__Selection__:
= = = = = = =

Why do you need Sprint 0?

“Give us the project and we will start developing it from day 1”. This sounds great, business value at its best – doesn’t it?

If ‘Start of the project’ to you is defined as “we have our team ready, give me the prioritized backlog, we’ll estimate so we can start developing”, then you can indeed start developing immediately. However in most of the cases, you don’t have a backlog, a team, etc. ready when the ‘GO’ for a project is given.  Many a times, you jump into sprints 1,2,3.. to realize that you are not able to ship as much as you wanted because the house was not set in order! Your velocity nosedives and you are a helpless spectator trying to catch up with the promises of the sprint goals.

That is where ‘Sprint 0’ comes into picture.

Sprint 0 is often called ‘0’ sprint, because we may have 0 shippable outcomes. This can be confusing for many technology and product managers who view Sprint 0 as a no scope activity with no value add.

= = = = = = =

__Written problem A__:
According to the Sprint 0 text, why is Sprint 0 often called the '0' sprint?
__Written problem B__:
Rewrite the paragraph of the Sprint 0 text that begins "If ‘Start of the project’ to you is defined" as a short bulleted list that keeps its main facts.
__Written problem C__:
Resume the Sprint 0 text, writing on from its final sentence.

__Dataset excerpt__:

= = = = = = =

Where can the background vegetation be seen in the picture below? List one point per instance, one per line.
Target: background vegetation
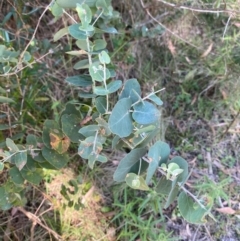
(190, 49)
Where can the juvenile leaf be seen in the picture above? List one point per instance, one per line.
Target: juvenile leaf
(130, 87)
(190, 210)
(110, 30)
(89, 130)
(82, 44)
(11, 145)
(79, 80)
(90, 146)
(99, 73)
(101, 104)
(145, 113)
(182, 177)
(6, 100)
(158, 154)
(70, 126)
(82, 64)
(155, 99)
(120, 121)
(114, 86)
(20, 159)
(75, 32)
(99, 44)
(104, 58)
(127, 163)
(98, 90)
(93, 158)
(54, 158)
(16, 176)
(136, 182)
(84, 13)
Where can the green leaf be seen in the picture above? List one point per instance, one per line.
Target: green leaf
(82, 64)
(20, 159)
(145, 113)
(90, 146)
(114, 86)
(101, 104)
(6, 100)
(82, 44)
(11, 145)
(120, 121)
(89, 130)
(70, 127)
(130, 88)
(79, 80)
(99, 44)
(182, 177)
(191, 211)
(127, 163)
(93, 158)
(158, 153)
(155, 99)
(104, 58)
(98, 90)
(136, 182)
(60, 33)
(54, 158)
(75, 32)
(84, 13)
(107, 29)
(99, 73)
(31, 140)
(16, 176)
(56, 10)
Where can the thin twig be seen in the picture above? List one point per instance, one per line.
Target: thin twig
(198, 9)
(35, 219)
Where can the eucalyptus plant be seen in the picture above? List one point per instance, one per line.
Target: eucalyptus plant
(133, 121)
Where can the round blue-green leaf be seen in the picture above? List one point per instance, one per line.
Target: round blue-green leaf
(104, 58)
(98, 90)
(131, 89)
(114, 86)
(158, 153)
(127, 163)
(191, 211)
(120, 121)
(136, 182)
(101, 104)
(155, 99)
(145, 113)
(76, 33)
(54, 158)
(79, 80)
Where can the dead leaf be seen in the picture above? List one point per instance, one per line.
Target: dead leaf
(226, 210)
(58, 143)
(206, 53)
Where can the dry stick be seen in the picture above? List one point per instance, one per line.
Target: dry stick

= = = = = = =

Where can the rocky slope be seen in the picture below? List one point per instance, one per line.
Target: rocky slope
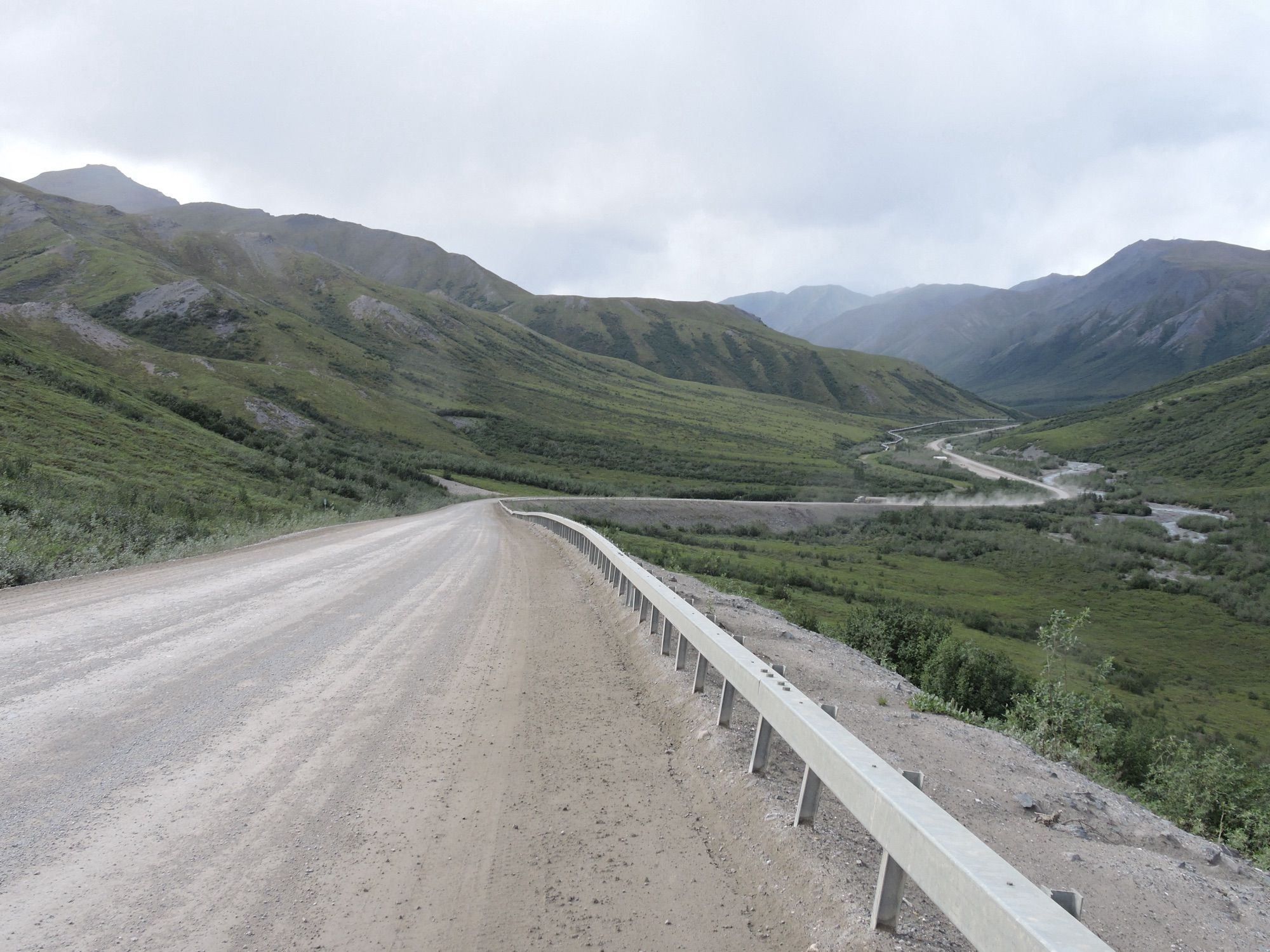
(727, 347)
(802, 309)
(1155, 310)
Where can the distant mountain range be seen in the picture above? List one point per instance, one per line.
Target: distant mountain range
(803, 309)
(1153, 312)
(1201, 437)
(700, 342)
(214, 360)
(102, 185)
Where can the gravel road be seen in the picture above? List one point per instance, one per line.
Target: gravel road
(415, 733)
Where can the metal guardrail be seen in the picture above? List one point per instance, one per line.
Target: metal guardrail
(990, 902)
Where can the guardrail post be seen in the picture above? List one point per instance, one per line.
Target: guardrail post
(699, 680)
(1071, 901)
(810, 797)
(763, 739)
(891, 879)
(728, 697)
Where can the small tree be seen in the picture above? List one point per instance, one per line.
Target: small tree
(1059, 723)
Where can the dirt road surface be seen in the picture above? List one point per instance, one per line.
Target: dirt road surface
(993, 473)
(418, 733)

= = = = = = =

__Written reply A__:
It is called that because it may have 0 shippable outcomes.

__Written reply B__:
- You can start developing immediately if the team is ready and a prioritized backlog exists to estimate.
- In most cases, the backlog, the team and other essentials are not ready when a project gets the go-ahead.
- Teams often jump into sprints 1, 2, 3 and find they cannot ship as much as they wanted because the house was not set in order.
- Velocity then nosedives, and you are left helplessly trying to catch up with the promised sprint goals.

__Written reply C__:
Sprint 0 is an essential part of Agile and should be seen as the project before the project. Setting the foundation in sprint 0 ensures that the entire team is dedicated to business stories and is delivering value in subsequent sprints. The outcome of Sprint 0 for the Scrum team should be aimed at reducing mess, reducing uncertainties, and becoming comfortable with the product and processes – all these go a long way in ensuring successful outcomes for forthcoming sprints.

distributed agile delivery model

In a typical development project, Sprint 0 would include environment setup of Dev, QA, UAT, backlog grooming, wire-framing of the MVP, setup of CI and other engineering tools, daily sync between onshore and offshore stakeholders, getting involved in discussions, brainstorming to mitigate uncertainties, or even try to get a meaningful first screen out that showcases and validates your tech choices and UX theme.

Here is a list of 6 specific things which product managers, project managers or product owners should ideally plan in Sprint 0. These should give you a good set of deliverables and you should be able to start your Sprint 1 in an awesome way –

  1. Finalizing the technology stack, quick prototyping for 1 or 2 unknown alternative choices: This allows you to be more confident about the non-functional requirement (NFR)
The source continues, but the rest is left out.